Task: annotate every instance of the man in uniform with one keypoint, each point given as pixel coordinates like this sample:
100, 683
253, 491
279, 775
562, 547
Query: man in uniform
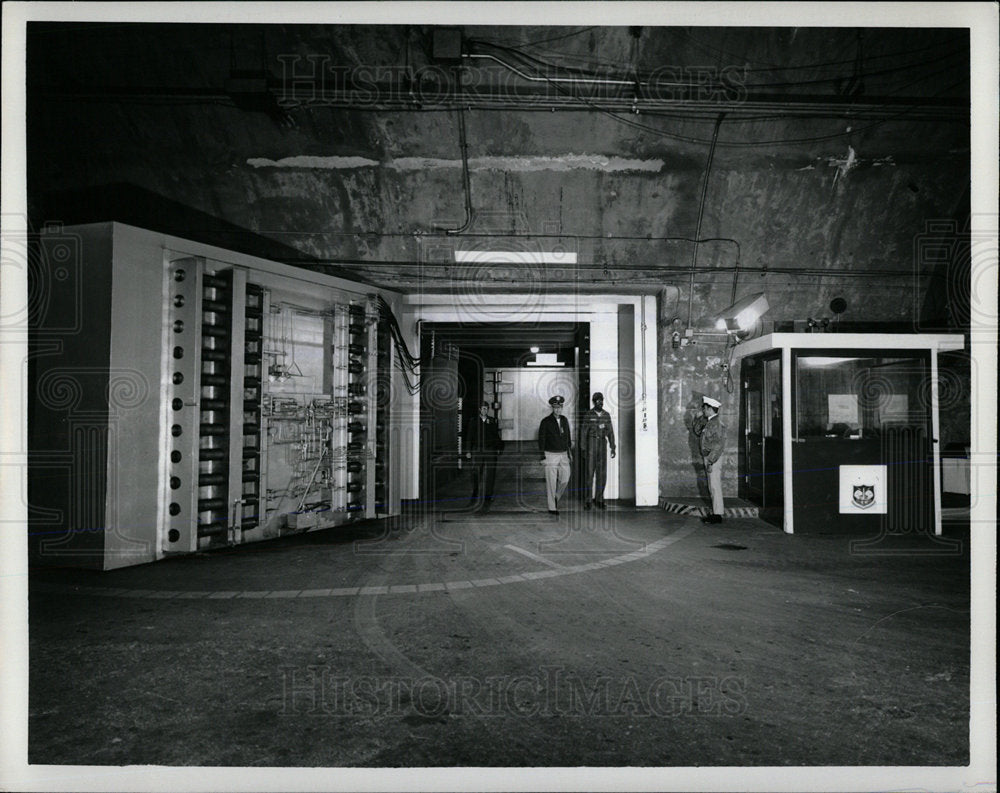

## EXERCISE
Skip every picture, and give the rest of the material above again exactly.

## EXERCISE OUTPUT
Task: annotate every instance of the man in uniform with one keypoint, each point given as pixel coordinates like this sample:
100, 683
253, 491
279, 775
562, 547
Query: man in uniform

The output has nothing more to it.